(Dataset entries)
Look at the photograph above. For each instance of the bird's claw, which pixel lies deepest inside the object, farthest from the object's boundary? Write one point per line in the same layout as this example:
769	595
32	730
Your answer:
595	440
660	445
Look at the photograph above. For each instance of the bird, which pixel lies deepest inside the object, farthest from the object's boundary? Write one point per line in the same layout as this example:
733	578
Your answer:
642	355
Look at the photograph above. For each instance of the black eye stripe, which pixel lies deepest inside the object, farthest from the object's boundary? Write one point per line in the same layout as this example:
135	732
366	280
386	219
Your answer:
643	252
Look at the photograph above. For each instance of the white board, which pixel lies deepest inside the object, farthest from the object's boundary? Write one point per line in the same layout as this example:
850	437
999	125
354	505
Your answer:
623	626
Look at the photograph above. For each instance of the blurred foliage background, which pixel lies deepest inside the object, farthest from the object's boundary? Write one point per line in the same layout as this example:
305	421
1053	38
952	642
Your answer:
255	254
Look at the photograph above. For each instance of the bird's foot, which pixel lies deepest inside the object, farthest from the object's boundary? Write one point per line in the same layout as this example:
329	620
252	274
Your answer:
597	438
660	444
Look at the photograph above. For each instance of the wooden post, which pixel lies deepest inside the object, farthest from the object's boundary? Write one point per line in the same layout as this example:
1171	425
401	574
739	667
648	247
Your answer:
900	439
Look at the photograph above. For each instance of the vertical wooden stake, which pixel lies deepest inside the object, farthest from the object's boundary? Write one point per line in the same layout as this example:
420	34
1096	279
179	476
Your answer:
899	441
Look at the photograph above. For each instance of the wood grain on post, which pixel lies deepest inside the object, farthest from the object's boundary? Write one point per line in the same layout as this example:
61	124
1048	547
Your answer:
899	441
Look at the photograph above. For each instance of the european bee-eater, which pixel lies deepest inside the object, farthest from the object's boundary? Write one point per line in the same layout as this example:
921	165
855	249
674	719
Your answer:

▶ **DESCRIPTION OF THE TASK**: Set the entries down again precisely as they were given.

▶ **YOUR RESPONSE**:
Look at the photograph above. For each instance of the bird's claw, which pixel lies deepest inside the object, farthest from the object's boundary? Write one point per line in the same layout as this example:
769	595
32	730
Your answer:
595	440
660	445
Look at the photograph above. For each instance of the bird, which pixel lies deepest inside the object, farthest from the object's boundary? Write one point per line in the same layout as this example:
733	578
Your answer:
642	355
Look at the photograph above. For each instance of the black eye stripe, which pixel lies deepest inside the object, farthest from the object's boundary? Write one point per line in the same layout as this example:
135	732
366	280
386	219
Your answer:
643	252
Look at the photograph above. For each instance of the white board, which pixel lies deepest inside the object, farthest from the object's boundary? Write one point per line in the same layout as this example:
850	437
999	125
354	505
Your answer:
623	626
Look at the photograph above. For each instance of the blurred foliage background, which pixel lies deepest inside the object, farthest from the object's boundary? Write one point per line in the same layout as this example:
305	421
1053	38
952	642
Your answer:
255	254
Look at the photograph above. For each instance of the bird's foot, which pixel lies deepest inside the object, farthest from the object's boundary? Write one point per line in the same layout as this example:
329	620
252	274
Your answer:
597	438
660	444
Look at the photograph above. For each instance of the wooden post, which pixel lies deepest inside the object, farthest from the object's boundary? Write one point per line in the same layout as this example:
1171	425
401	574
739	667
648	247
Your answer:
900	439
Look at the photograph above. For each instance of the vertical wooden stake, which pixel lies deepest inside the object, farthest from the object's boundary? Write one point per line in the same layout as this example:
420	34
1096	279
179	476
Your answer:
899	441
Look at the photograph above. For each instance of the wood grain on post, which pixel lies deepest inside the object, farthest from the object's boundary? Write one point per line in the same layout as this example:
61	124
1048	547
Your answer:
899	441
Look at the photograph above. For each instance of the european bee-eater, which pixel lies deepest inside the object, farthest from the object's boundary? Write one point per line in the same layout as this example:
921	165
855	249
674	719
Your answer:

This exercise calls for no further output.